Location annotation dataset excerpts

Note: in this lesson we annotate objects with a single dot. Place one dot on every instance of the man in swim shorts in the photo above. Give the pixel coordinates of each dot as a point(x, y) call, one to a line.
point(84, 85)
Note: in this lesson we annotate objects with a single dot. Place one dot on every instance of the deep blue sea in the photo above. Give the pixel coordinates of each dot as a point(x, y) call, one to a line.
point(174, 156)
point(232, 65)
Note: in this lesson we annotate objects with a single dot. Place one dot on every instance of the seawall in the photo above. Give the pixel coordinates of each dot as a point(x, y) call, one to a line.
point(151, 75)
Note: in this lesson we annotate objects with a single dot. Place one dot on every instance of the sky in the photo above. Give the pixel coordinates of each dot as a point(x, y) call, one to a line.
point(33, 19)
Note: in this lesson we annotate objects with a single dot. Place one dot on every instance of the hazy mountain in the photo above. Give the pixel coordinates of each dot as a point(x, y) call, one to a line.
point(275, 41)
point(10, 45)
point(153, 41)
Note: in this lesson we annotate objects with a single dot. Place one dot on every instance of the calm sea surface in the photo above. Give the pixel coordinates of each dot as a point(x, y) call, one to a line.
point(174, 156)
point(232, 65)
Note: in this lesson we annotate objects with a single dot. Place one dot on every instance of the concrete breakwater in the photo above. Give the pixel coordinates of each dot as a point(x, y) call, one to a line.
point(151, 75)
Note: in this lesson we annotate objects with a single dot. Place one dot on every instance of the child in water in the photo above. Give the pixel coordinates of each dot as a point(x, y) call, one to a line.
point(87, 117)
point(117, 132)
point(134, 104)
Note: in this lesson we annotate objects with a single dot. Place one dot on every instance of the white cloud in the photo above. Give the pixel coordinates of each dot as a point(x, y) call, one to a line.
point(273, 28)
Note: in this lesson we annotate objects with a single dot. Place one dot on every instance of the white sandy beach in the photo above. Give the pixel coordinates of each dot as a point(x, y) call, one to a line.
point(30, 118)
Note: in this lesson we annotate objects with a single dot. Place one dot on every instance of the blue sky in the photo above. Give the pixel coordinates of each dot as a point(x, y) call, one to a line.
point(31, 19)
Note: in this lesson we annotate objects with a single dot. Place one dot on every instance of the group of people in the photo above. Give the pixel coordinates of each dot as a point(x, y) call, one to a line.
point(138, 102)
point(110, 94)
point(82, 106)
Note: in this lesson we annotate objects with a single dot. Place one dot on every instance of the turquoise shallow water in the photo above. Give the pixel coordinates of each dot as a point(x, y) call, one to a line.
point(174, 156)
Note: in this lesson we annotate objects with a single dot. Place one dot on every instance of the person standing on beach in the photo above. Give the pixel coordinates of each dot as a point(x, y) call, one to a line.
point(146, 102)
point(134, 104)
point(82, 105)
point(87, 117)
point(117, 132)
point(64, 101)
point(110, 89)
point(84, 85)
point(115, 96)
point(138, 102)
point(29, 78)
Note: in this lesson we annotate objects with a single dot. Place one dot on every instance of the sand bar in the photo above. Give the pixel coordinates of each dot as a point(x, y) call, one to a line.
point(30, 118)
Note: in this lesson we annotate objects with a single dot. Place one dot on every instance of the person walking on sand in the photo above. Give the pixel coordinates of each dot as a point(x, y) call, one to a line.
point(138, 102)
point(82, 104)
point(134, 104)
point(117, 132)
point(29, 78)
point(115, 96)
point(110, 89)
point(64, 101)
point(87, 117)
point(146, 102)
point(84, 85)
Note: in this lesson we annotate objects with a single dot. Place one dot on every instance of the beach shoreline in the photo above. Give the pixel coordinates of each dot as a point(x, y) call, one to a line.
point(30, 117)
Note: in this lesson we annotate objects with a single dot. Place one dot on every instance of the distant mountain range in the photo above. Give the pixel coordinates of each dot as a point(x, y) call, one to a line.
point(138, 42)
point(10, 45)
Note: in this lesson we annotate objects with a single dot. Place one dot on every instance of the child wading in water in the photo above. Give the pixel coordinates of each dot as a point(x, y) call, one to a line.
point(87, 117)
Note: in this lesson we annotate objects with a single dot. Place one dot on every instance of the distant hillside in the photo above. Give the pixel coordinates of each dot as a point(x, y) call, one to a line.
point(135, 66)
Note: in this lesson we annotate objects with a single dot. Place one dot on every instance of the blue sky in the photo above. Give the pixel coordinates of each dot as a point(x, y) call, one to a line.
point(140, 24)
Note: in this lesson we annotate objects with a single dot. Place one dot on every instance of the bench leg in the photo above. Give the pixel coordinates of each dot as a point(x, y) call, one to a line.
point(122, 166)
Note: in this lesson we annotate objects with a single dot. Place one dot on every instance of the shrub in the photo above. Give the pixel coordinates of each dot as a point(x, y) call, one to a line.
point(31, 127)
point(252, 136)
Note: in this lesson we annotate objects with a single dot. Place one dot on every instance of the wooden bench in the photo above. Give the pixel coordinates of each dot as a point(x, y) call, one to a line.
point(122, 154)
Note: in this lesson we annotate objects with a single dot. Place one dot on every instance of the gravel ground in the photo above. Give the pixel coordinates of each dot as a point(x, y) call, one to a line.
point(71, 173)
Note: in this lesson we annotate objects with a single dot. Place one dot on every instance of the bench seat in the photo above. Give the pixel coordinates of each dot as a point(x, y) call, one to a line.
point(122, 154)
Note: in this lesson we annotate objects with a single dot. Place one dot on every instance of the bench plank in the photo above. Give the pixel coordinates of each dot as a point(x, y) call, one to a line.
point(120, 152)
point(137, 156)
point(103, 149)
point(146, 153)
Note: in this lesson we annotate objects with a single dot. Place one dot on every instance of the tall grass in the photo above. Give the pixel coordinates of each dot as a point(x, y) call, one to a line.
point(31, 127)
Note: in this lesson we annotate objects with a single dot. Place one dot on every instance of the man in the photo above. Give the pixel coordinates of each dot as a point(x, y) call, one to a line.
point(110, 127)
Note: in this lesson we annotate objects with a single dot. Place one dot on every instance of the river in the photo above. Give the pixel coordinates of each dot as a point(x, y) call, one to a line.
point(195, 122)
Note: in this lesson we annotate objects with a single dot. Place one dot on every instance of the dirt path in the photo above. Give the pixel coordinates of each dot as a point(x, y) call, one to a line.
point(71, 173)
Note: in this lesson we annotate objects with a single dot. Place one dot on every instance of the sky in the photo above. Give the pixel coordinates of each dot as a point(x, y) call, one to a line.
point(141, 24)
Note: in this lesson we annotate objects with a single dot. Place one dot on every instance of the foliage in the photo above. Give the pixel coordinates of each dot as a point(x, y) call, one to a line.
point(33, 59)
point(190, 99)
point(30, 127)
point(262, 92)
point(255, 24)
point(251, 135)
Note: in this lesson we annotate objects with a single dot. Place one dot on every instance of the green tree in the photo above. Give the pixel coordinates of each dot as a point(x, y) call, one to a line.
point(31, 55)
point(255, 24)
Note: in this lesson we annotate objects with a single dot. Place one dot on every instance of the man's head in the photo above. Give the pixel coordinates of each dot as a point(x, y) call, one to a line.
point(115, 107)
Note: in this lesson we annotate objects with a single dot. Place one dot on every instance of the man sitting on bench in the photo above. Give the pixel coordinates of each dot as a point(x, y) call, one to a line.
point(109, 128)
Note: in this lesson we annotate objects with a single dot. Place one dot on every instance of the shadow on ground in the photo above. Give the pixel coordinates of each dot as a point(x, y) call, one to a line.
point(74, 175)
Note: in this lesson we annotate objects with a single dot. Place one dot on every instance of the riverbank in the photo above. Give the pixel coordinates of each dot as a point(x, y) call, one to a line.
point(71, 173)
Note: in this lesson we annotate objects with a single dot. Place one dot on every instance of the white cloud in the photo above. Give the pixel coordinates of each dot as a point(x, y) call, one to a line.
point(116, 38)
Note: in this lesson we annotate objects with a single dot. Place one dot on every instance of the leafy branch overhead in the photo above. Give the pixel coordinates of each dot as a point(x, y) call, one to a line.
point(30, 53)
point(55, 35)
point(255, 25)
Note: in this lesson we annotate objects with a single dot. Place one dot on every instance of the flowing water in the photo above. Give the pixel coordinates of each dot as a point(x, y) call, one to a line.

---

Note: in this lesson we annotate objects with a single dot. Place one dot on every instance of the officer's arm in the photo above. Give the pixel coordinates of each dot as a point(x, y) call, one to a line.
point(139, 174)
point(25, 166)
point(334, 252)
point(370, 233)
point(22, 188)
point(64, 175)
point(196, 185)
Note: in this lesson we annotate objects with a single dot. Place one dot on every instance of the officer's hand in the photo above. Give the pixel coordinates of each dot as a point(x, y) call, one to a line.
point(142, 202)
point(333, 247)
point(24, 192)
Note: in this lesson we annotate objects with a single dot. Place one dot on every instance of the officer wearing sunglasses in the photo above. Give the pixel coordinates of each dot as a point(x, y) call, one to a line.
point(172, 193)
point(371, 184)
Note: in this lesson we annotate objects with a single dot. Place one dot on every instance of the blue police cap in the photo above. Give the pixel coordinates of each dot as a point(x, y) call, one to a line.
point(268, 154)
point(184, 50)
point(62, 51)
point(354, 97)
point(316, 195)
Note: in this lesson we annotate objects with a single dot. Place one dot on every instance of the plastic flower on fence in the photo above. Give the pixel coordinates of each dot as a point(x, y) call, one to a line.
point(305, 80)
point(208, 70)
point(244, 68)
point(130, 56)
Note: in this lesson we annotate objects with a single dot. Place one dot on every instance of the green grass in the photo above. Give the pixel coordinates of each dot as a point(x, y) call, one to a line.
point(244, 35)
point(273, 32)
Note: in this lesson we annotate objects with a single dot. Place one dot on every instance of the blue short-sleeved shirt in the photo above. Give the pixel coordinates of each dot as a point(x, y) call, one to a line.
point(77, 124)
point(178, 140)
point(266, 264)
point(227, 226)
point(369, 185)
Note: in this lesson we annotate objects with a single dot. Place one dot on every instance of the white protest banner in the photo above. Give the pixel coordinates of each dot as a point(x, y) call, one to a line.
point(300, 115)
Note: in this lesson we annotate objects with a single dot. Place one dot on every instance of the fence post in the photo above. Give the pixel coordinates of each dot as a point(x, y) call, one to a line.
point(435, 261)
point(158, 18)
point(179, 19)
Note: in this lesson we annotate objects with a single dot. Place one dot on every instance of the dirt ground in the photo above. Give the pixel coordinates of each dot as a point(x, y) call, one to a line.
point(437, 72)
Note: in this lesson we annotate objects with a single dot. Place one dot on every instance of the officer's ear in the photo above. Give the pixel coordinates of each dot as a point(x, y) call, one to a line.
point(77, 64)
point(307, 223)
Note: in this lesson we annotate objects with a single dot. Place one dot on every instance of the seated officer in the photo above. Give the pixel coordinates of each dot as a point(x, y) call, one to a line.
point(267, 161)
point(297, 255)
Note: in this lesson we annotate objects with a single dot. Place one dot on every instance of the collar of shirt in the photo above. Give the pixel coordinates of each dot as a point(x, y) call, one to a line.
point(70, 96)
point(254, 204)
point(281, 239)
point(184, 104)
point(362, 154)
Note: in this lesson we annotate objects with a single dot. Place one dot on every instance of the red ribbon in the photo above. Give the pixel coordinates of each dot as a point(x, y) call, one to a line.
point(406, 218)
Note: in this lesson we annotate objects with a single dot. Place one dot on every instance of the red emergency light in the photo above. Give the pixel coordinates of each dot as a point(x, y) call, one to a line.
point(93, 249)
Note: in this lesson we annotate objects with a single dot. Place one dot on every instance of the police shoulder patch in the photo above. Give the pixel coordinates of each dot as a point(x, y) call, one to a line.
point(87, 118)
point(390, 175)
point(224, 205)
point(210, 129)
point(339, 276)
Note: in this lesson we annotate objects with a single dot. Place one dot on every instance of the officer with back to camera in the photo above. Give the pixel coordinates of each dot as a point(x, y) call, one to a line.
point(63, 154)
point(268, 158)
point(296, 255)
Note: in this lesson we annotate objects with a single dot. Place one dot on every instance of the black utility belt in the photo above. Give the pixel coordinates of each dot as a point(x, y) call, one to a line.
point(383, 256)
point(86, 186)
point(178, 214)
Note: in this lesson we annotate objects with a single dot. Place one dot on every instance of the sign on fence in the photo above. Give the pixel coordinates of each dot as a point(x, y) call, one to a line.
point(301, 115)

=== What is expected ===
State how many lines of the data above contain the word "riverbank", giving only the number.

=== Result of the exercise ===
1